- 解くべき課題:
(a) 〈絆いわて〉キャンペーンの文章によると、「ふるさとは負けない!」というキーワードを考えついたのは誰か。
(b) 〈絆いわて〉キャンペーンの文章を最後の文から引き取り、その先を書き継ぐこと。

- 抜粋テキスト:
☆ ☆ ☆

引き継がれていく
〈絆いわて ふるさとは負けない!〉キャンペーン
「ふるさとは負けない!」というキーワードは、岩手県で生まれ育った2人の局員が考えついた。キャンペーンはラジオやテレビの放送活動だけではなく、前述のように募金や朗読会、「被災地にラジオを送ろう」キャンペーンでも展開された。同局報道部長の眞下(まっか)卓也は、いずれも日常の放送・事業活動の延長であり特に目新しいものはない、とこう話している。
「募金活動は緑のおよび赤い羽根募金を毎年行っていますし、朗読会も地道に続けてきました。被災地にラジオを送る活動では、大分や長崎、福岡、名古屋などの系列局の協力を得ましたが、これも日常的な関係があればこそ展開できたものです」
〈絆いわて ふるさとは負けない!〉キャンペーンは、毎日のローカルニュースや毎週土曜日の2時間近い情報番組『じゃじゃじゃTV』に引き継がれると同時に、岩手県出身の著名人が来県すると放送番組出演やさまざまな活動参加に引き継がれている。

☆ ☆ ☆

データの行:
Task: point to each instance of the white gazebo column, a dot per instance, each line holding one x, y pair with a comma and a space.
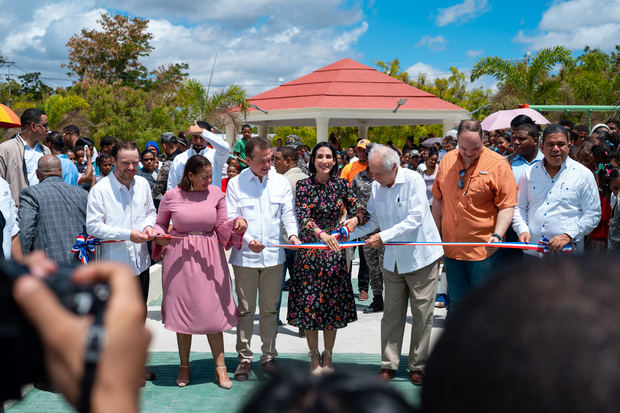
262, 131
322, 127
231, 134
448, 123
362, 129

☆ ☆ ☆

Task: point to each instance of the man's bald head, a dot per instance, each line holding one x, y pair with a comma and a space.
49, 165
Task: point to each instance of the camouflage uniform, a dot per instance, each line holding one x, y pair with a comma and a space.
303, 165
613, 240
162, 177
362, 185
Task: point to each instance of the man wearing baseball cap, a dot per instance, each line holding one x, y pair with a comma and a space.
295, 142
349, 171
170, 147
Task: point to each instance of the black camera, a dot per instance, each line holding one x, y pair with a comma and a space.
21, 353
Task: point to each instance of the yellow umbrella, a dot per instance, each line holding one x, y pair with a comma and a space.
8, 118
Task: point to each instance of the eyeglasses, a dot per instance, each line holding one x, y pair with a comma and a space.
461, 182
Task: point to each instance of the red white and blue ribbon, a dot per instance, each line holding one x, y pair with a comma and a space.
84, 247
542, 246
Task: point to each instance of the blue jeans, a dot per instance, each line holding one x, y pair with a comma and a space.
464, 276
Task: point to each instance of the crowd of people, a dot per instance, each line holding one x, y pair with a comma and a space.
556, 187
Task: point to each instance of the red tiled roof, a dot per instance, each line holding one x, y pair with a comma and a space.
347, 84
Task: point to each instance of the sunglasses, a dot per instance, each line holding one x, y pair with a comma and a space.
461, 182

☆ ☆ ☆

- 課題別の出力:
(a) 岩手県で生まれ育った2人の局員。

(b)
60年近い放送で培った蓄積に新たな媒体が加わる
ラジオ開局から60年近く、テレビ開局53年の歴史と伝統が非常時に力を発揮する一方で、被災・復旧情報を届ける有力なツールとしてその機能を発揮したものもある。ツイッターやユーストリームなどのソーシャルメディアだ。
同局が昨年12月に刊行した『絆いわて ふるさとは負けない!~3・11東日本大震災の放送記録』は、〈クロスメディアはどう伝えたか〉と題する1章を設けている。その中でツイッターの活用が始まった経緯についてこう書かれている。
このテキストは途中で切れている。